◆ **WHAT THIS TASK INVOLVES**:
Recast the records as a Markdown table with the columns Row and Line, giving each line its own numbered row and leaving out blank lines.

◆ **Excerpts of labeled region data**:
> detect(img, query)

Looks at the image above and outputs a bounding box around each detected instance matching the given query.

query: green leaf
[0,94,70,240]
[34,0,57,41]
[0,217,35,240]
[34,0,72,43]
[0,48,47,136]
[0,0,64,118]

◆ **TASK RESULT**:
| Row | Line |
|---|---|
| 1 | > detect(img, query) |
| 2 | Looks at the image above and outputs a bounding box around each detected instance matching the given query. |
| 3 | query: green leaf |
| 4 | [0,94,70,240] |
| 5 | [34,0,57,41] |
| 6 | [0,217,35,240] |
| 7 | [34,0,72,43] |
| 8 | [0,48,47,136] |
| 9 | [0,0,64,118] |